+++ WORKING DATA +++
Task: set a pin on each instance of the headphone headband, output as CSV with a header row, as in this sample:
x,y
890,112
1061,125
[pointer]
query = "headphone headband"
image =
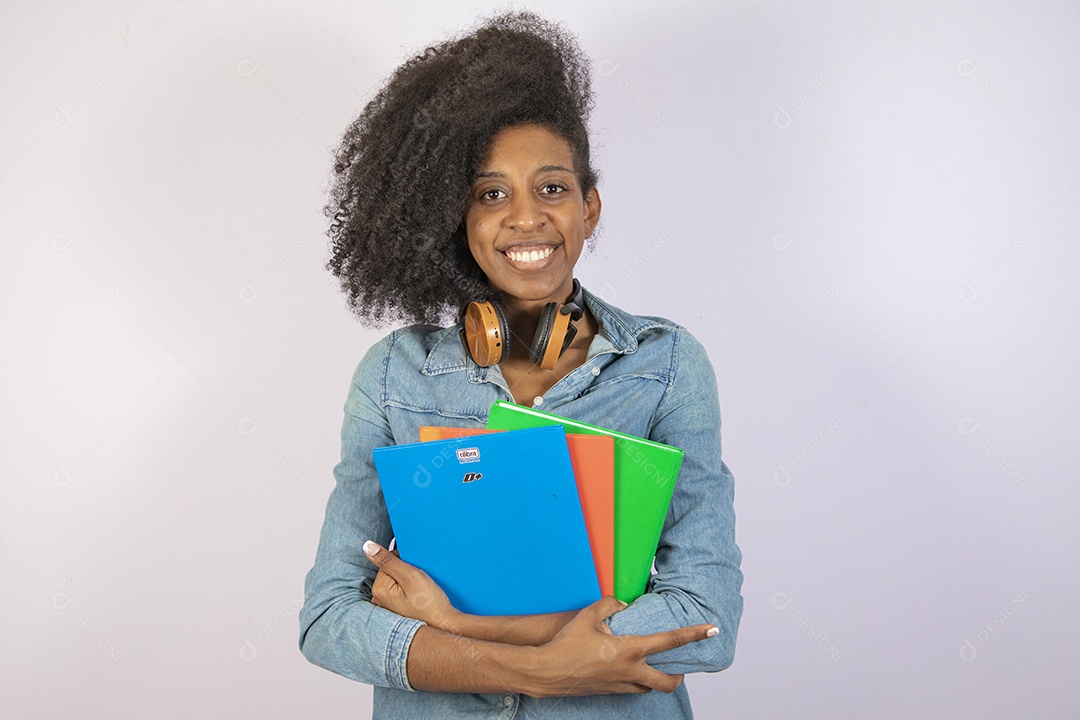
x,y
486,333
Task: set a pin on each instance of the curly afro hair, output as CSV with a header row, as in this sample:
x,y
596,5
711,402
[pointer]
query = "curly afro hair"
x,y
405,167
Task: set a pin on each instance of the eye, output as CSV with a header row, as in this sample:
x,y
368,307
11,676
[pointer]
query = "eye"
x,y
552,189
490,195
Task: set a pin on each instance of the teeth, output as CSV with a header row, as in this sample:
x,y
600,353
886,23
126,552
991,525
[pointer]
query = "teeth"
x,y
529,256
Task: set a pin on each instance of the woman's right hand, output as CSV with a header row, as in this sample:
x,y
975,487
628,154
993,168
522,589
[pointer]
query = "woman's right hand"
x,y
585,659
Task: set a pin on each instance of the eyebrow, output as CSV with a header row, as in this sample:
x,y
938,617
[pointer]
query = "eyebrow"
x,y
544,168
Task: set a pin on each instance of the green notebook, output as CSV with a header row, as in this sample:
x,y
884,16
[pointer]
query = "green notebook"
x,y
645,474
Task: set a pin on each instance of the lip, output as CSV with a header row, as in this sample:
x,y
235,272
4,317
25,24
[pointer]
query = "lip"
x,y
538,265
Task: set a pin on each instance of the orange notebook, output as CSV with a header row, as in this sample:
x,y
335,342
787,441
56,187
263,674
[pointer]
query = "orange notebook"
x,y
593,461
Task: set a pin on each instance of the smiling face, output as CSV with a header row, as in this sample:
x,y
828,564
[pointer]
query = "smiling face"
x,y
527,219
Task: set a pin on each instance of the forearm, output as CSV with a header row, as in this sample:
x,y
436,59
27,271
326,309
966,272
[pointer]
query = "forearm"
x,y
444,662
508,629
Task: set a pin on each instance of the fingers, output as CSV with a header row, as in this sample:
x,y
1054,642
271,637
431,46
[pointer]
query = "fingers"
x,y
603,609
385,560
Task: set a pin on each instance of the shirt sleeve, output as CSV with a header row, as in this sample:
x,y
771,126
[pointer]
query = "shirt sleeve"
x,y
697,576
340,629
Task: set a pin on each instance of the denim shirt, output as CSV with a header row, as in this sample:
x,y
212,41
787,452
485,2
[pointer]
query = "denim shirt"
x,y
643,376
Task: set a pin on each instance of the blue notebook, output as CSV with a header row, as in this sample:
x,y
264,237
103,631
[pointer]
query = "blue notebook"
x,y
495,519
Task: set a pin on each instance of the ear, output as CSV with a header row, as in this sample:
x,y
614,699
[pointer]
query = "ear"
x,y
592,211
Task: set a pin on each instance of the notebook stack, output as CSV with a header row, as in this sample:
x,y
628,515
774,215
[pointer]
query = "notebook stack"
x,y
545,516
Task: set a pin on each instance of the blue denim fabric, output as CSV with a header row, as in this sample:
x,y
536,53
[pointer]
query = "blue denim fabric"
x,y
643,376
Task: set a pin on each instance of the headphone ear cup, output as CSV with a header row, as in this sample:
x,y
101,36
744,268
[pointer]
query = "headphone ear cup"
x,y
486,337
549,342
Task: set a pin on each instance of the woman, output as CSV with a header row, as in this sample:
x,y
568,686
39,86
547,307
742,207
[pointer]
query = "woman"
x,y
468,177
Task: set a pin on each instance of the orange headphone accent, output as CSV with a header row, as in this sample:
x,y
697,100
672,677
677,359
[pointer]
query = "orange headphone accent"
x,y
486,334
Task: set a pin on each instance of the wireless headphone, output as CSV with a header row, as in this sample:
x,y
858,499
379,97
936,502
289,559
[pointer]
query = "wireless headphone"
x,y
486,334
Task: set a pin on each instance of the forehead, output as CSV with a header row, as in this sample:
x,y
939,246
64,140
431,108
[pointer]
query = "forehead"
x,y
527,148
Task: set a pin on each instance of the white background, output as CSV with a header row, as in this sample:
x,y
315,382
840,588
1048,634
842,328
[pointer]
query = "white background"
x,y
866,211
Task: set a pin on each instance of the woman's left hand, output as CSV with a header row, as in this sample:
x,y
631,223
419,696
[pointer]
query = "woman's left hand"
x,y
408,591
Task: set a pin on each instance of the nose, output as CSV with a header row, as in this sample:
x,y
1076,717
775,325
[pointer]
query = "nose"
x,y
525,212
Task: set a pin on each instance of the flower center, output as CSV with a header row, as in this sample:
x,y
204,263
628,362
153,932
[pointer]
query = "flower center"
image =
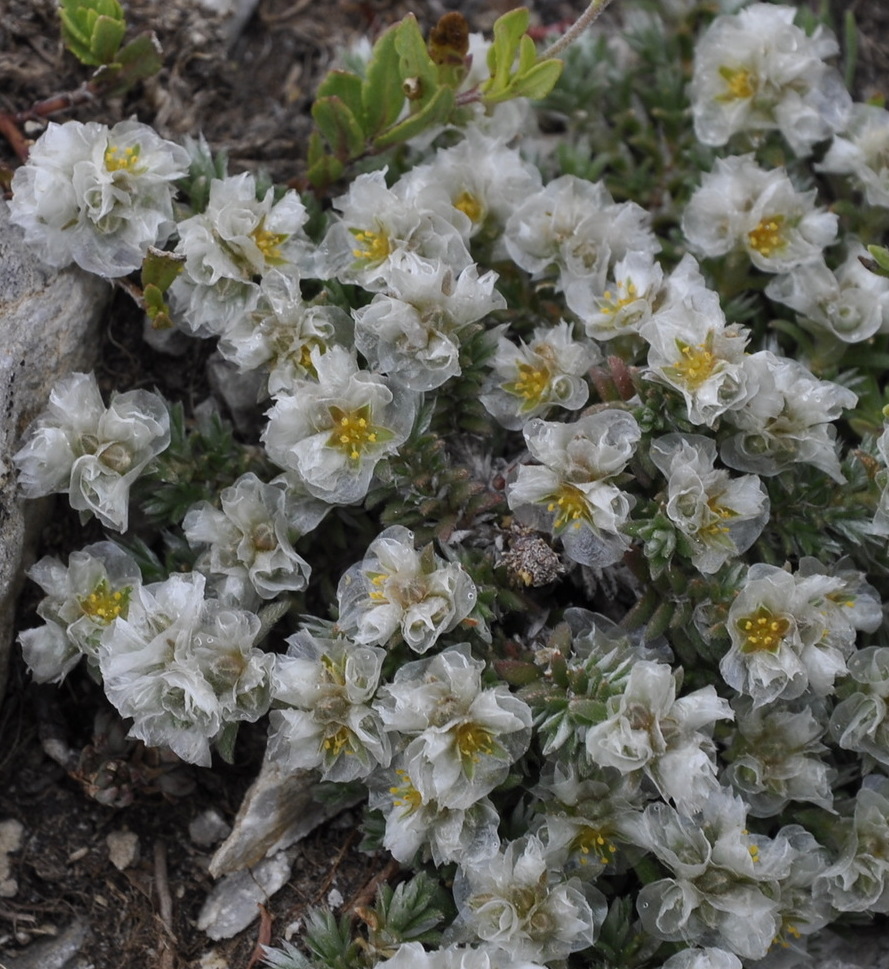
x,y
372,247
472,741
353,432
592,841
470,206
104,605
269,243
122,159
531,384
766,238
695,364
405,795
739,83
762,631
569,506
613,304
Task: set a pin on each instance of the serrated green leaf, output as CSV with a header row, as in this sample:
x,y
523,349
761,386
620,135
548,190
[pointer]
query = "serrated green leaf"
x,y
340,127
417,70
508,32
381,93
347,87
105,40
160,268
137,60
435,112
+++
Find how many lines of the listing include the string "headband" and give that number, nothing else.

2